=== Tasks for this exercise ===
(a) Update the post from "Not Superwoman" up to and including "be their realities.", replacing "Social Studies" with "History".
(b) Answer the following questions using the post.
(i) On what date was the post written?
(ii) What subject does the writer teach, and to which students?
(iii) How many weeks into the teaching position is the writer?

Friday, October 3, 2014

Not Superwoman



           This week, I was almost to the breaking point with one of my classes.
           Since I have last written (which has been a few months), I have received a full-time teaching position on a Native American Reservation teaching Social Studies to junior high and high school students.  I came with wondering anticipation, excitement for what the year may bring, and hope for the goals of this year.  However, it has been six weeks in, and I feel like I have been months in.  I knew that the job I accepted wouldn’t be easy.  I was well aware of racial boundaries, historical connotations, and home-life struggles that panther at my students’ feet when they enter through the school doors.  But I still came here hoping that there might be something I can do, something I can say, that might inspire my students to realize better things can be their realities.

=== Records provided ===
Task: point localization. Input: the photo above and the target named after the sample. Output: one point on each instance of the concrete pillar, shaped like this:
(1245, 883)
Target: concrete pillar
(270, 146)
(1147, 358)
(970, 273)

=== Response list ===
(a)
Not Superwoman



           This week, I was almost to the breaking point with one of my classes.
           Since I have last written (which has been a few months), I have received a full-time teaching position on a Native American Reservation teaching History to junior high and high school students.  I came with wondering anticipation, excitement for what the year may bring, and hope for the goals of this year.  However, it has been six weeks in, and I feel like I have been months in.  I knew that the job I accepted wouldn’t be easy.  I was well aware of racial boundaries, historical connotations, and home-life struggles that panther at my students’ feet when they enter through the school doors.  But I still came here hoping that there might be something I can do, something I can say, that might inspire my students to realize better things can be their realities.

(b)
(i) Friday, October 3, 2014.
(ii) Social Studies, to junior high and high school students.
(iii) Six weeks.